== Extracted information
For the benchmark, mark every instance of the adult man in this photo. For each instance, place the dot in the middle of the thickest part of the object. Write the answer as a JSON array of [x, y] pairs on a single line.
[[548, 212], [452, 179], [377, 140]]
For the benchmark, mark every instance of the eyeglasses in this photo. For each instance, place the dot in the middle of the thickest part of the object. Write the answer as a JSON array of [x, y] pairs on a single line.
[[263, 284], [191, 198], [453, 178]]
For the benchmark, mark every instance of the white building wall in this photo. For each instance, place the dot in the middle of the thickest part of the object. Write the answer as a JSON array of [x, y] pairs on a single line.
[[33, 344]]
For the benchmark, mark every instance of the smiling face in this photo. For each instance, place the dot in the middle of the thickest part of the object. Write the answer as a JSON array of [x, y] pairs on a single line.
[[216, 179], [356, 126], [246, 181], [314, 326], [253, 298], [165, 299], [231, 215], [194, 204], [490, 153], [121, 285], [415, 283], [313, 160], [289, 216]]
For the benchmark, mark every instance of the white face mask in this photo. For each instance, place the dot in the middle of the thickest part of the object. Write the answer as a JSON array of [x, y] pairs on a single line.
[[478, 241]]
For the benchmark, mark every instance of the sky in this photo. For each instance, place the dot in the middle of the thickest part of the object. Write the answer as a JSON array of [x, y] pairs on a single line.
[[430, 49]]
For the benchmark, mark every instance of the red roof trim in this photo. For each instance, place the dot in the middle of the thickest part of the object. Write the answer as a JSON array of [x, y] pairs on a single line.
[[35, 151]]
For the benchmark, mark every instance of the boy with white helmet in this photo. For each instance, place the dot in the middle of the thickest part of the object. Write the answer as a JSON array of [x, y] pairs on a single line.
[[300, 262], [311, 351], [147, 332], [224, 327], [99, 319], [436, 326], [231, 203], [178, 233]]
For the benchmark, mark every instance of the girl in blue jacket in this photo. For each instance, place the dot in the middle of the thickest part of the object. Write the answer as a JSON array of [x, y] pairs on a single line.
====
Work to be completed: Reproduce all of the records above word for word, leaving nothing out.

Output of the task:
For the benchmark, mark every instance of the adult man in this photo. For each instance, place the dot in the middle of the thickest part of the object. Write the answer as a JSON array of [x, y] pairs on a single line.
[[548, 212], [452, 179], [377, 140]]
For the benchmark, mark every instance of the eyeglasses in this photo. For each instance, place the dot in the middle of the thickest part of the object. Write the answer as a JSON array of [x, y] pairs on a single line.
[[263, 284], [191, 198], [453, 178]]
For the benchmark, mark every instance of the white building wall in this photo. For each instance, place the dot in the middle of the thickest part of the object. Write the answer as a JSON array of [x, y] pairs on a single line.
[[33, 344]]
For the benchmark, mark every instance of the smiling face in this photo. For each instance, place the dot in the middle of the thickest part of the object. Write the answer as a JSON array of [x, y] pairs on a single line.
[[216, 179], [356, 126], [246, 181], [314, 326], [253, 298], [165, 299], [231, 215], [194, 204], [490, 153], [121, 285], [415, 283], [313, 160], [289, 216]]
For the benchmark, mark every instance of the white face mask in this photo. For each instance, place the dot in the middle of the thickest part of the object. Write the answer as a JSON array of [x, y] pairs on a single line.
[[478, 241]]
For the benchmark, mark every instance of the sky in this photo. For each instance, place the dot in the middle of the thickest part of the object. Write the answer as a JSON array of [x, y] pairs on a single line.
[[430, 49]]
For the benchmark, mark every instance of the red roof trim in this photo. For each instance, place the dot in the middle of the thickest part of the object. Write the answer as a JSON array of [x, y] pairs on a single line.
[[35, 151]]
For the benchmark, mark every instance of the boy with white helmet in this photo. For each instance, place the dot in the middle of the thickest part of the object. Write the answer as a JSON array of [x, y] pairs on a single line.
[[300, 262], [311, 351], [147, 332], [224, 327], [99, 319], [436, 326], [231, 203], [178, 233]]
For the benchmark, mark every instance of the girl in blue jacket in this photo. For each instance, place the dot in the middle of the thickest part of the object. Write the answer as a JSON array of [x, y] pairs on a single line.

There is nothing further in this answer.